■ What you have to do
Reproduce only the part of the material that opens with the line containing "Question. Place a dot on every instance of the road marking" and closes with the line containing "(1034, 718)", with "hoodie" swapped for "sweatshirt" and everything else unchanged.

■ Records provided
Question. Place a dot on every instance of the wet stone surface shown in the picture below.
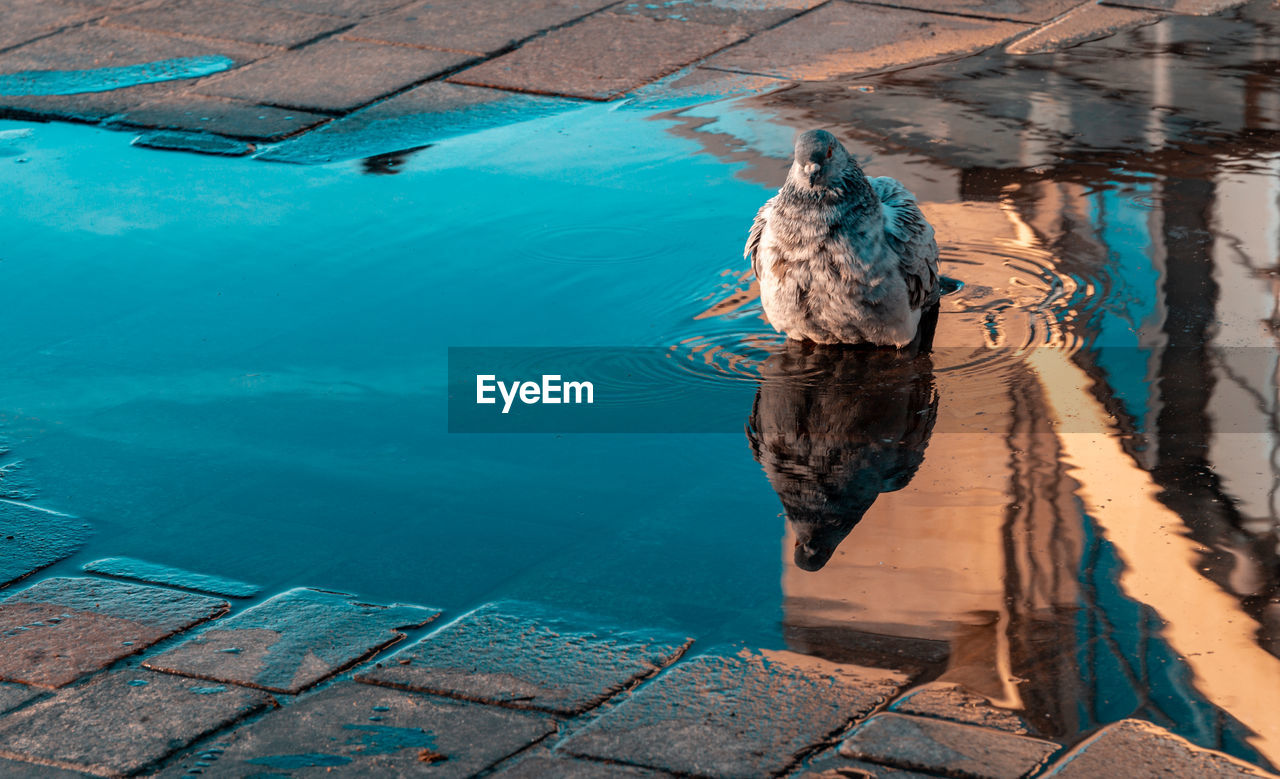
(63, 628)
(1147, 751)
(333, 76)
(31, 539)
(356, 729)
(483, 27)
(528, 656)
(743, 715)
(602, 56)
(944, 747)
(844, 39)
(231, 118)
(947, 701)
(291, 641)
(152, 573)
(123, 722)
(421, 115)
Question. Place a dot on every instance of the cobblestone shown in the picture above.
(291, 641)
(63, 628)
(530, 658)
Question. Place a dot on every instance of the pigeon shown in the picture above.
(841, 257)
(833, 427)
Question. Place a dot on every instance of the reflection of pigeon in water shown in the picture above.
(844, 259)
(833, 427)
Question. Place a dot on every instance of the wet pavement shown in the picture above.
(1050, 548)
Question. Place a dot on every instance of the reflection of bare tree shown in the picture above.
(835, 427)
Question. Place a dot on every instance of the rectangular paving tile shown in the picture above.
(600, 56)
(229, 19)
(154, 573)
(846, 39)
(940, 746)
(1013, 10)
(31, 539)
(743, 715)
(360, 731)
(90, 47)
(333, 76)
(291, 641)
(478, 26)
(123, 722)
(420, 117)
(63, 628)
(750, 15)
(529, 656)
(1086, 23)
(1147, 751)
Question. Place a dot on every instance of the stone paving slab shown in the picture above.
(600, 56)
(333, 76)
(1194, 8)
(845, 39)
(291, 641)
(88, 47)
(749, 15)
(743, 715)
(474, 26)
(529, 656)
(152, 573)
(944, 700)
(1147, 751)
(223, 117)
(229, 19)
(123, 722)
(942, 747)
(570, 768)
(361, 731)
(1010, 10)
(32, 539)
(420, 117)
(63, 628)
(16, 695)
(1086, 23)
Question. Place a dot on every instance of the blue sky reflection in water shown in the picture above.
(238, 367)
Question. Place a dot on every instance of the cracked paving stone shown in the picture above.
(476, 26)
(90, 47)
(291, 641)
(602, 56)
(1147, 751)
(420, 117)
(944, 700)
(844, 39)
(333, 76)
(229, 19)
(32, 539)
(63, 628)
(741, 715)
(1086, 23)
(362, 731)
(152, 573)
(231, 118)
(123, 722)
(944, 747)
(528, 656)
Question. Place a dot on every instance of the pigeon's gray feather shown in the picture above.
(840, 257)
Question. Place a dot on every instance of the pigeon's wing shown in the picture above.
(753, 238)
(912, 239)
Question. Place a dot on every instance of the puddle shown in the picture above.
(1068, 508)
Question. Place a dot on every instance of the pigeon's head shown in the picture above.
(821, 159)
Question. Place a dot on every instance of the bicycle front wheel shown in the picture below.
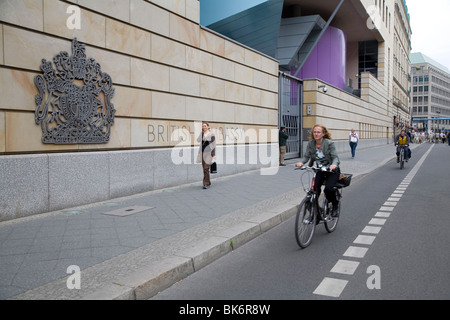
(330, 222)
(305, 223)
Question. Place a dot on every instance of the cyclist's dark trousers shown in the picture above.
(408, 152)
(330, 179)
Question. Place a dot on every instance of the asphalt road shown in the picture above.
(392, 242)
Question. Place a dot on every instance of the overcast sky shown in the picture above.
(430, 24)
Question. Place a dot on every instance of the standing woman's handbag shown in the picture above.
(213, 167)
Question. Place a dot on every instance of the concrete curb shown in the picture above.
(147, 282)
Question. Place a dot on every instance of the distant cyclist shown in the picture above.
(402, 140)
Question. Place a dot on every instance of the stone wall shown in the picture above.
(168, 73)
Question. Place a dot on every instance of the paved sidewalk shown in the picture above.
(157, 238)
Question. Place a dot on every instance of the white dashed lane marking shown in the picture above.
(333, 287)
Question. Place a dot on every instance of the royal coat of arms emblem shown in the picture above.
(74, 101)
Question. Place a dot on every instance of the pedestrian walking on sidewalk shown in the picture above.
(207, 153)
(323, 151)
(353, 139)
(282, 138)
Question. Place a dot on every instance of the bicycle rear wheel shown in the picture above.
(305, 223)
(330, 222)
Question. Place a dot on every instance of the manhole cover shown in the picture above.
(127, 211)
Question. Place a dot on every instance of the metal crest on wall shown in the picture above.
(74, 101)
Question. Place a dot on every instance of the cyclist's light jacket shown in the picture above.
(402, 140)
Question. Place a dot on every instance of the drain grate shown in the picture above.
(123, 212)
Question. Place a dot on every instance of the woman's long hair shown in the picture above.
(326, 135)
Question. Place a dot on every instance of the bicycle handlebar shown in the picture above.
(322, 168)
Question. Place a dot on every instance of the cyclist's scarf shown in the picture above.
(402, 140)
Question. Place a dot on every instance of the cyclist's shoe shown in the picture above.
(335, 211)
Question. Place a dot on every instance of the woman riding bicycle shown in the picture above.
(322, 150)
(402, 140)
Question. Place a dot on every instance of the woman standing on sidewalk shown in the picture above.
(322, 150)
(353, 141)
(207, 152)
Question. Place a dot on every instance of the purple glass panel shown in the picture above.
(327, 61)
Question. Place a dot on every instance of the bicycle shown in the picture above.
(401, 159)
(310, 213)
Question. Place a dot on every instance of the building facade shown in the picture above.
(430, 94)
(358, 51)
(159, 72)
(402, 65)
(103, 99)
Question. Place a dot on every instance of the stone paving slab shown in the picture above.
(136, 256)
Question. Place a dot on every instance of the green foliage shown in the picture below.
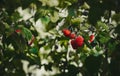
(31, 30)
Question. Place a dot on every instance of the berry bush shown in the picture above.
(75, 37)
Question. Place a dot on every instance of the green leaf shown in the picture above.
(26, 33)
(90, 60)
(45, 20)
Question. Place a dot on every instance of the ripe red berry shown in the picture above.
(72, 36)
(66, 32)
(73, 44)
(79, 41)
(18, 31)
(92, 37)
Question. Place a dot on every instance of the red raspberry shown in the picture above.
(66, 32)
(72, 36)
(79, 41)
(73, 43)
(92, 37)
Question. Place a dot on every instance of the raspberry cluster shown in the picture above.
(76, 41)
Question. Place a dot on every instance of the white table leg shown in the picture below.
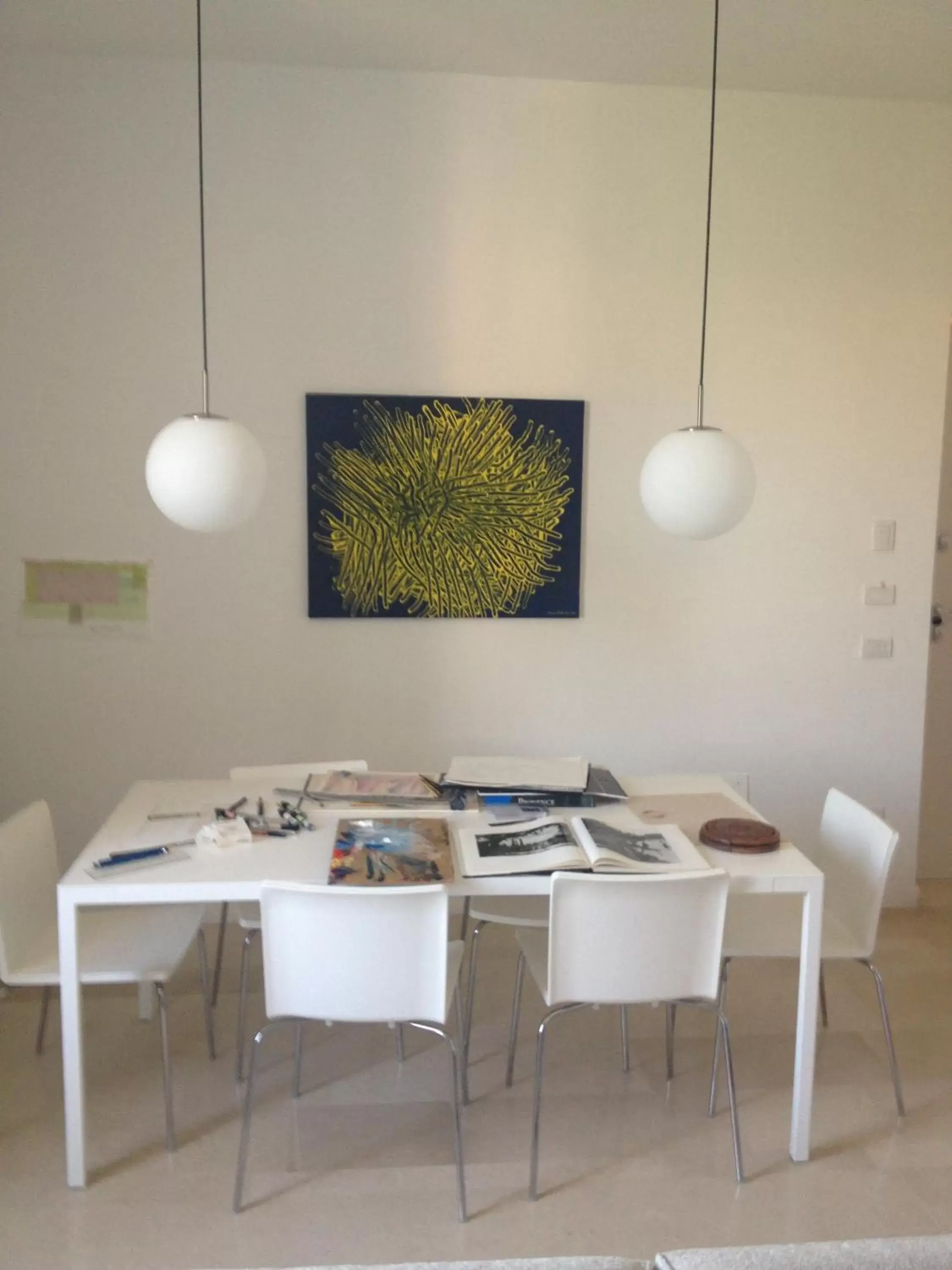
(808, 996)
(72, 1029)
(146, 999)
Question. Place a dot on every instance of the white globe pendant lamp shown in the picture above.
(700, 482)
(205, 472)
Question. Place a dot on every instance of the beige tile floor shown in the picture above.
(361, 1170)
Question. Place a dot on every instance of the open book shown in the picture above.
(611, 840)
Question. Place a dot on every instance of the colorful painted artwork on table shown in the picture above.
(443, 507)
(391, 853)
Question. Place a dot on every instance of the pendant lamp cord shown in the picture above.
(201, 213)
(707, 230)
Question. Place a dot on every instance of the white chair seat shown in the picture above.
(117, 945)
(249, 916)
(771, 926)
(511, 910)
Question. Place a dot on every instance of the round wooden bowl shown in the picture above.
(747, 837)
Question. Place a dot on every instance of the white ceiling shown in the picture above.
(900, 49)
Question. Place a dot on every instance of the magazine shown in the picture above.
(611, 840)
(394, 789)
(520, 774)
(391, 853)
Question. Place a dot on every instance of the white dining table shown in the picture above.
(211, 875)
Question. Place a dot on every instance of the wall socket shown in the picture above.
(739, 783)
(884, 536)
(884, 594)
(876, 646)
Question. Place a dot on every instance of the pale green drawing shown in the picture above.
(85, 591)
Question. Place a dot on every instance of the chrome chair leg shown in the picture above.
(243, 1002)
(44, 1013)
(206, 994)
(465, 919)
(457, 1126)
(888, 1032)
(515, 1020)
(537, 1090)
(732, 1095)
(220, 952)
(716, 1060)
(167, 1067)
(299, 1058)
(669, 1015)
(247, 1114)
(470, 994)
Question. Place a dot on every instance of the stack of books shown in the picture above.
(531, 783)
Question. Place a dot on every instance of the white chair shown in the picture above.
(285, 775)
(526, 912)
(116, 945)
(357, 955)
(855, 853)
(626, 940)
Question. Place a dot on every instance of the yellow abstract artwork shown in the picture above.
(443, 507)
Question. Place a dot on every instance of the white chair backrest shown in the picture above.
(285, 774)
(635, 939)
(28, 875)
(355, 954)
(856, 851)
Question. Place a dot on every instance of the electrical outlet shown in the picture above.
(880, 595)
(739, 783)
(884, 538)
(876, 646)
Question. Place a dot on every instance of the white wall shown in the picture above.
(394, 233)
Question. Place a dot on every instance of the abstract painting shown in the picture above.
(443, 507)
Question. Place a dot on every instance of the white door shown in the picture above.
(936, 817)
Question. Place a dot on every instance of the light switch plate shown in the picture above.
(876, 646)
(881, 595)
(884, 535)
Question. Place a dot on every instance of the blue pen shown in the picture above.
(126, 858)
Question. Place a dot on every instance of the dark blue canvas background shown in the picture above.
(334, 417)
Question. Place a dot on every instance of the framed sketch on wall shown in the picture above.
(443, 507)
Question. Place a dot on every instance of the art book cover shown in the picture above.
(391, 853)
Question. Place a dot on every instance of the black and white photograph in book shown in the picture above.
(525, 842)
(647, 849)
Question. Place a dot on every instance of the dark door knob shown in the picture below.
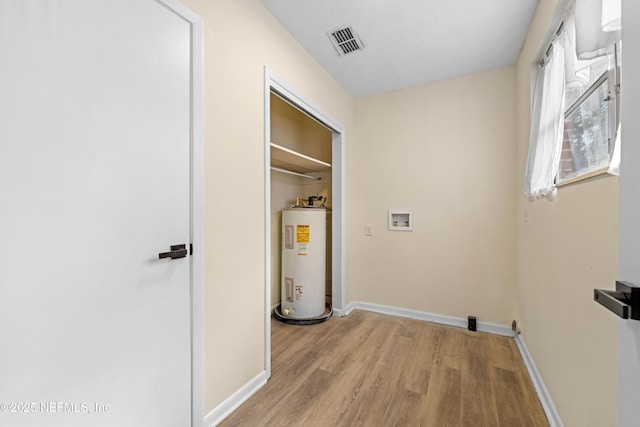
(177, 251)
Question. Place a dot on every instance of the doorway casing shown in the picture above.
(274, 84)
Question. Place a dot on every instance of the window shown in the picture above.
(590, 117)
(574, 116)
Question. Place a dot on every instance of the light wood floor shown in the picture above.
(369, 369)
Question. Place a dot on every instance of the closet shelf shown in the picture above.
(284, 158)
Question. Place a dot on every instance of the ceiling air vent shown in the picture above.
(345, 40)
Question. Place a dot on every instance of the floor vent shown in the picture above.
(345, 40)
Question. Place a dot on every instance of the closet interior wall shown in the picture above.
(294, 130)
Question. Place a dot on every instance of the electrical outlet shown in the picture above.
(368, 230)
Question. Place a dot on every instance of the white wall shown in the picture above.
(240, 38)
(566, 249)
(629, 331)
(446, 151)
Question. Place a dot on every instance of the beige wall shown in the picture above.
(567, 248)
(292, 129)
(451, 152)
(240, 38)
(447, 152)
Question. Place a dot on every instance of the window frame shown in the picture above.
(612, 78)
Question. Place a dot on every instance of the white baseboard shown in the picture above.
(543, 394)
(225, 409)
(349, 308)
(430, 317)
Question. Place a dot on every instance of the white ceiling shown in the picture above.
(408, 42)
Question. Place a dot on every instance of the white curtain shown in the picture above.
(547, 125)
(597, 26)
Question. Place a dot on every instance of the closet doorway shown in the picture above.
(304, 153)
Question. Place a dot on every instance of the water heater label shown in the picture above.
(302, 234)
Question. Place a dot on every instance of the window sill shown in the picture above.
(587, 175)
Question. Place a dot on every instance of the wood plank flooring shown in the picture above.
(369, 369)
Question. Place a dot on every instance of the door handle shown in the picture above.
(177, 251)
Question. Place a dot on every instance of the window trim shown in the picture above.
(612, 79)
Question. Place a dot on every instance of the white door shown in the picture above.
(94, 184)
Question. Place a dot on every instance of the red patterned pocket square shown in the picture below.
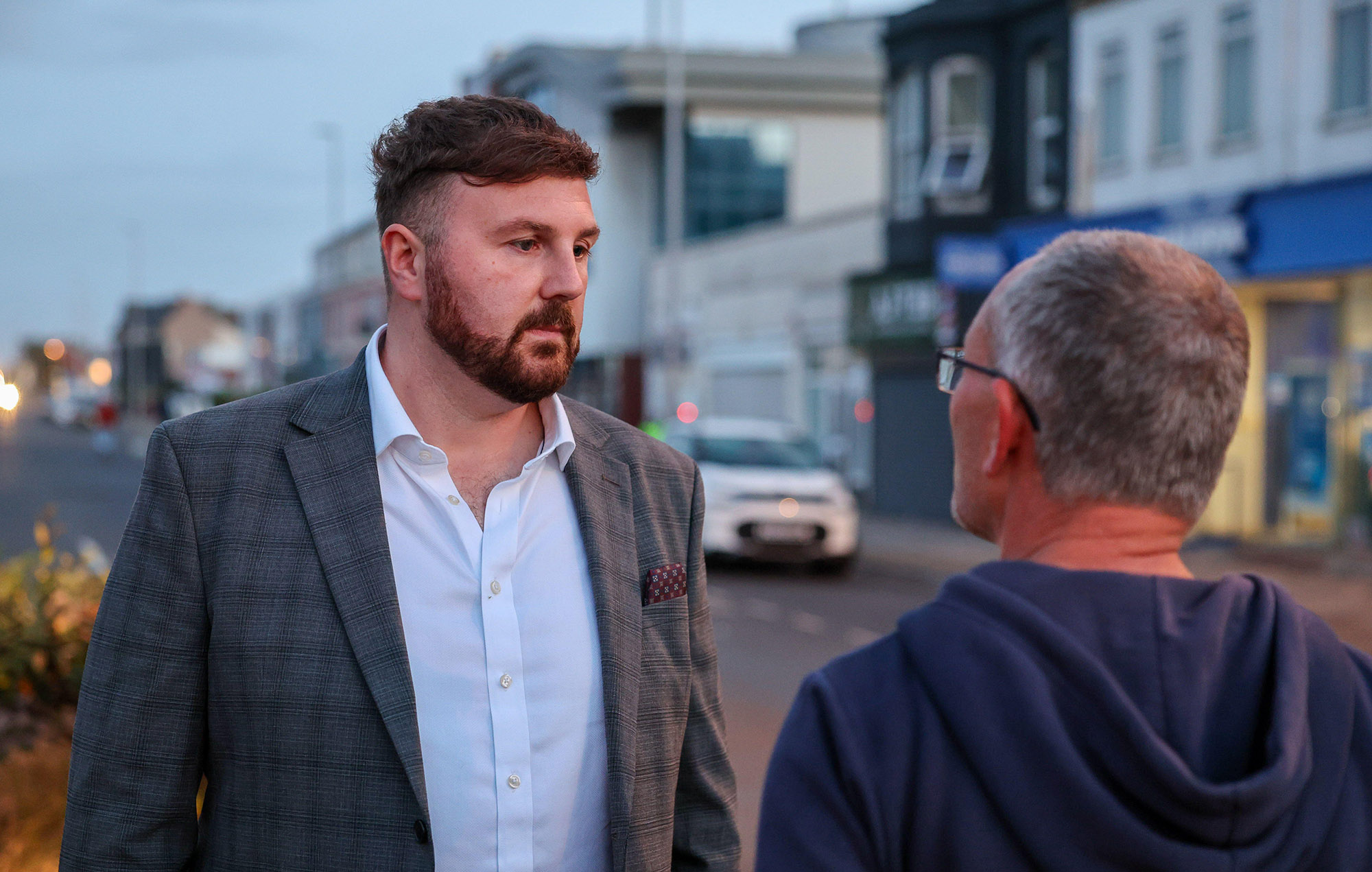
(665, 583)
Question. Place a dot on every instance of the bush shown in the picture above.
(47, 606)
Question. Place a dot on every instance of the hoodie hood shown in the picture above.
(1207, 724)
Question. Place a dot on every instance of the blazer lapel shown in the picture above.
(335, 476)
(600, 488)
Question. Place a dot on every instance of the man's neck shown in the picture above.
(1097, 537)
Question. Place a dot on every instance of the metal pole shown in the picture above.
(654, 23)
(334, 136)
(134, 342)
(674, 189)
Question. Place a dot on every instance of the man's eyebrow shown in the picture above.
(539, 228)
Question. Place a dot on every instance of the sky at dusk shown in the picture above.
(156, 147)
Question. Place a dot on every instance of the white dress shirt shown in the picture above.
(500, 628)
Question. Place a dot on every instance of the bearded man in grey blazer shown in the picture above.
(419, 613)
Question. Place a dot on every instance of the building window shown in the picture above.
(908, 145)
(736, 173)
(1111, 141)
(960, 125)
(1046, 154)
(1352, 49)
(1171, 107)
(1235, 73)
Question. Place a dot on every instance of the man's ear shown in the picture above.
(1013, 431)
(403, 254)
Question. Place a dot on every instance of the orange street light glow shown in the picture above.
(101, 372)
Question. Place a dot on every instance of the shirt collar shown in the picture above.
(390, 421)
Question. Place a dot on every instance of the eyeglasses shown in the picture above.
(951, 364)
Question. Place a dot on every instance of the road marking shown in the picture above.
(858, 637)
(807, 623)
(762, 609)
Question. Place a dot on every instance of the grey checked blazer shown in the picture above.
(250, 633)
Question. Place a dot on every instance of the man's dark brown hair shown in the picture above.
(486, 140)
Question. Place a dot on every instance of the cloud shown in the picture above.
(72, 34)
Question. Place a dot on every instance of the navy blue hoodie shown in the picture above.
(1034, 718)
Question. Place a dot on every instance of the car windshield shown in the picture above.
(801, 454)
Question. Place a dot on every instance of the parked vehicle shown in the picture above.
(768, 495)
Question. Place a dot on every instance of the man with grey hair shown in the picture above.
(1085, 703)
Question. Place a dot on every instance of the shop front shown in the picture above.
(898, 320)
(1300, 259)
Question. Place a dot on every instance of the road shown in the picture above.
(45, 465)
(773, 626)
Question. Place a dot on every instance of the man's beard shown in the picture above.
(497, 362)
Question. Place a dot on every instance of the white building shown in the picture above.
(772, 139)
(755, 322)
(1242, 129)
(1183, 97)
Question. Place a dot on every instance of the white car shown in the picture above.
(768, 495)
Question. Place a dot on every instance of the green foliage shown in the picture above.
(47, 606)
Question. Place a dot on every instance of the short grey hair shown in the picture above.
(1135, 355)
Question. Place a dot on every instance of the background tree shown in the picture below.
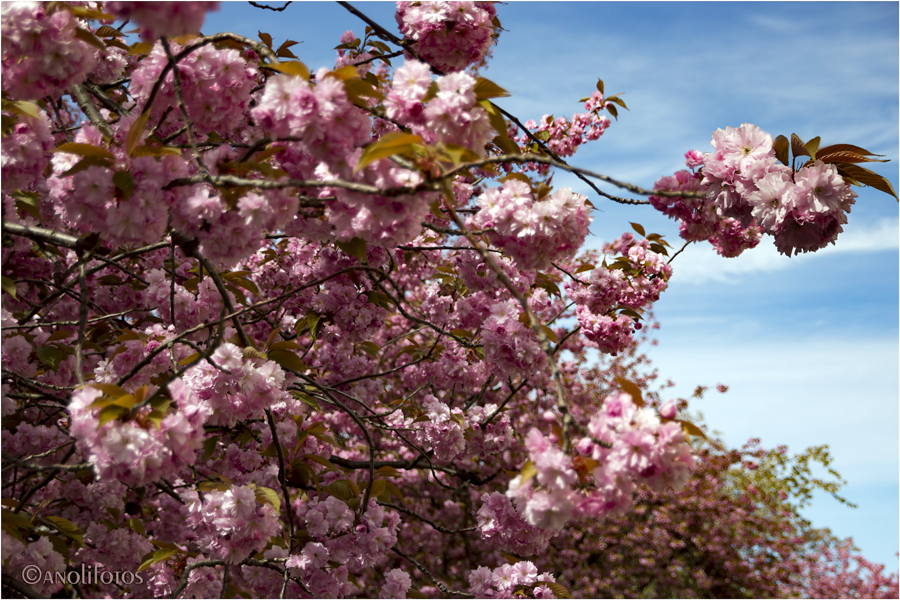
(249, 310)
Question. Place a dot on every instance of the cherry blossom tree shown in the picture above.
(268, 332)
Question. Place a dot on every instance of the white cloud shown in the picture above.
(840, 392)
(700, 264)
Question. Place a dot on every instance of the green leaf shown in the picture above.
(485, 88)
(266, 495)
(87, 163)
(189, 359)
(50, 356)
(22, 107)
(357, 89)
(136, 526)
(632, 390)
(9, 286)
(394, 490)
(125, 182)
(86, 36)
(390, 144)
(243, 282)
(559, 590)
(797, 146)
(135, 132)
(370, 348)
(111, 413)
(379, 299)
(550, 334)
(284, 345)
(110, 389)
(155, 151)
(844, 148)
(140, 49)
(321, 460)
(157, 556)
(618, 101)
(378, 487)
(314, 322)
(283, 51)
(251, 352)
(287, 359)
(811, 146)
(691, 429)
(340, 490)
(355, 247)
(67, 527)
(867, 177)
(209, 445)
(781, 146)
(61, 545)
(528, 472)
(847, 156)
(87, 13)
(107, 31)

■ Task output
Question. Place a dot on every instance of the road marking shown in the picture above.
(858, 637)
(807, 623)
(762, 609)
Question. Place a dot on every instance of the grey checked blazer shown in the picture above.
(250, 633)
Question. Place a dot on every instance of the man's dark brown hair shown in the picture above.
(486, 140)
Question. Place a dot on every instance of the cloud shown in the picture above.
(72, 34)
Question. Place a dot on every instance of the navy blue sweatshirt shown in the picture above.
(1034, 718)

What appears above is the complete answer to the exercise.